### RECORD EXCERPTS
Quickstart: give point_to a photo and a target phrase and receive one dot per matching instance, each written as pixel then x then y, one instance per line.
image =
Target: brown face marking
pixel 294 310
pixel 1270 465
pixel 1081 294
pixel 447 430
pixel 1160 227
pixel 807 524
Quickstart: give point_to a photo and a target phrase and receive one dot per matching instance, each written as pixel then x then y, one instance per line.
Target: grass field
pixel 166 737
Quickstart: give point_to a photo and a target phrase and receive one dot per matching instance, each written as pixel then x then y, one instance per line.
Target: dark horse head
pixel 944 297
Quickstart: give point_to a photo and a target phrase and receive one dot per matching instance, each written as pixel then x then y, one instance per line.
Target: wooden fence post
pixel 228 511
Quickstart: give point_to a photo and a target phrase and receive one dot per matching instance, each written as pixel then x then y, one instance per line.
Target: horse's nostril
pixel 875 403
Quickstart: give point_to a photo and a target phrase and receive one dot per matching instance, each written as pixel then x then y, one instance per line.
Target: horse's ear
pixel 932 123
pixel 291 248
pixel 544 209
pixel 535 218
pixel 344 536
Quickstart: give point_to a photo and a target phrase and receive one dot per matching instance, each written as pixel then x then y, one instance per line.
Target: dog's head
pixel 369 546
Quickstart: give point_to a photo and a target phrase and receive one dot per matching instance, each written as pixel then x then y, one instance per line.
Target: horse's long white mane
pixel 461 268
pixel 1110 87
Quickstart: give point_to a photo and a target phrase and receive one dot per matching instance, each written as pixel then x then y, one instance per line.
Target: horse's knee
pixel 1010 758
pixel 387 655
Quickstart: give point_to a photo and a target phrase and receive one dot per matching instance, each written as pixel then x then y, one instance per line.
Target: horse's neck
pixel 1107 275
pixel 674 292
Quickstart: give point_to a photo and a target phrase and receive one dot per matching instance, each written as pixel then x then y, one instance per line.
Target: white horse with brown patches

### PROBLEM DETAILS
From the material above, keep only the lines that contain the word "horse", and list them in their original order. Case counts, so a line matches only if the capitalization is identical.

### EXERCISE RESULT
Target: dark horse head
Target: horse's nostril
Target: horse's ear
Target: horse's long white mane
Target: horse's knee
Target: horse's neck
Target: white horse with brown patches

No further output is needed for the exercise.